DOCUMENT:

## Start

Tic tac toe is simple enough that only 5 event types is enough! Now, just like last time, we need to implement validate and consume on GameState to have our state interacting with events. Let's start with validate:

impl GameState {
    /// Determines whether an event is valid considering the current GameState
    pub fn validate(&self, event: &GameEvent) -> bool {
        use GameEvent::*;
        match event {
            BeginGame { goes_first } => {
                // Check that the player supposed to go first exists
                if !self.players.contains_key(goes_first) {
                  return false;
                }

                // Check that the game hasn't started yet. (we don't want to double start a game)
                if self.stage != Stage::PreGame {
                    return false;
                }
            }
            EndGame { reason } => match reason {
                EndGameReason::PlayerWon { winner: _ } => {
                    // Check that the game has started before someone wins it
                    if self.stage != Stage::InGame {
                        return false;
                    }
                }
                _ => {}
            },
            PlayerJoined { player_id, name: _ } => {
                // Check that there isn't another player with the same id
                if self.players.contains_key(player_id) {
                    return false;
                }
            }
            PlayerDisconnected { player_id } => {
                // Check player exists
                if !self.players.contains_key(player_id) {
                    return false;
                }
            }
            PlaceTile { player_id, at } => {
                // Check player exists
                if !self.players.contains_key(player_id) {
                    return false;
                }
                // Check player is currently the one making their move
                if self.active_player_id != *player_id {
                    return false;
                }

                // Check that the tile index is inside the board
                if *at > 8 {
                    return false;
                }

                // Check that the player is not trying to place piece on top of another 
                // (which is considered a cheeky move in tic tac toe)

## End

OBJECTIVE: Quote the stretch of the tic tac toe walkthrough from "Tic tac toe is" through "start a game)" word for word.

GIVEN RECORDS:
## Start

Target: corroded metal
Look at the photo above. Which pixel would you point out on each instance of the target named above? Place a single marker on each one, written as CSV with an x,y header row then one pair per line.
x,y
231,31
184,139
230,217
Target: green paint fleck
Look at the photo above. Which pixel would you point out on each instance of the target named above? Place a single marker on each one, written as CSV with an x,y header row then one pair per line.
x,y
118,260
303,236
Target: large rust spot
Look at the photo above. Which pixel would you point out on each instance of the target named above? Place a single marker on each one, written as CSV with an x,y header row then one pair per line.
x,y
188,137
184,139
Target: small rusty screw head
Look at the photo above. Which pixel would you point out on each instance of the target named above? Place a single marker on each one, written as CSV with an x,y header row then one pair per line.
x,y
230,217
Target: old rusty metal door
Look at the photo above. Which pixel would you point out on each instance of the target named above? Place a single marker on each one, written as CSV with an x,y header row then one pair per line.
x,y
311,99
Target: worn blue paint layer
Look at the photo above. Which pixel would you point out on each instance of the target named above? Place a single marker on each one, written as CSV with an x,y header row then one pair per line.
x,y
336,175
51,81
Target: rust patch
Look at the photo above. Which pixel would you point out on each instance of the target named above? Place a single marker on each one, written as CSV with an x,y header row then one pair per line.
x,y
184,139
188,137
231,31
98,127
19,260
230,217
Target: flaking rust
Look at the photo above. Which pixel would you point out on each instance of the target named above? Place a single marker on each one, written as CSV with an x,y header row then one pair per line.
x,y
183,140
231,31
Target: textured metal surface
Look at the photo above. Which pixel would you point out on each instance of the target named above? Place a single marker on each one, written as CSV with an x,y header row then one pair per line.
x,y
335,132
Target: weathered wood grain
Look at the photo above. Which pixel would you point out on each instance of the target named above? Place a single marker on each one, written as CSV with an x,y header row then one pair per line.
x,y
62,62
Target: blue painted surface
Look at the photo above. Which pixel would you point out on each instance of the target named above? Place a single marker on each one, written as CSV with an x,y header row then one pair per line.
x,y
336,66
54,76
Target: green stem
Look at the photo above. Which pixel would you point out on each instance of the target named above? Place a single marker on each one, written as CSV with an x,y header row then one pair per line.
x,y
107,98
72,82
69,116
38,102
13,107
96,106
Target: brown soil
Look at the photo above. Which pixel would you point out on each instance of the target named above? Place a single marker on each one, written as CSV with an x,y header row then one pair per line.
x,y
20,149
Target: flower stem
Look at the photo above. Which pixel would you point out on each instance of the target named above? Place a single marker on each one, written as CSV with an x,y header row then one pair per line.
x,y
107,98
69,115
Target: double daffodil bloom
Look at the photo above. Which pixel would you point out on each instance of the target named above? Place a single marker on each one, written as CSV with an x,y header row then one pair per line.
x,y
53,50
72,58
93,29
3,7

## End

TASK OUTPUT:
Tic tac toe is simple enough that only 5 event types is enough! Now, just like last time, we need to implement validate and consume on GameState to have our state interacting with events. Let's start with validate:

impl GameState {
    /// Determines whether an event is valid considering the current GameState
    pub fn validate(&self, event: &GameEvent) -> bool {
        use GameEvent::*;
        match event {
            BeginGame { goes_first } => {
                // Check that the player supposed to go first exists
                if !self.players.contains_key(goes_first) {
                  return false;
                }

                // Check that the game hasn't started yet. (we don't want to double start a game)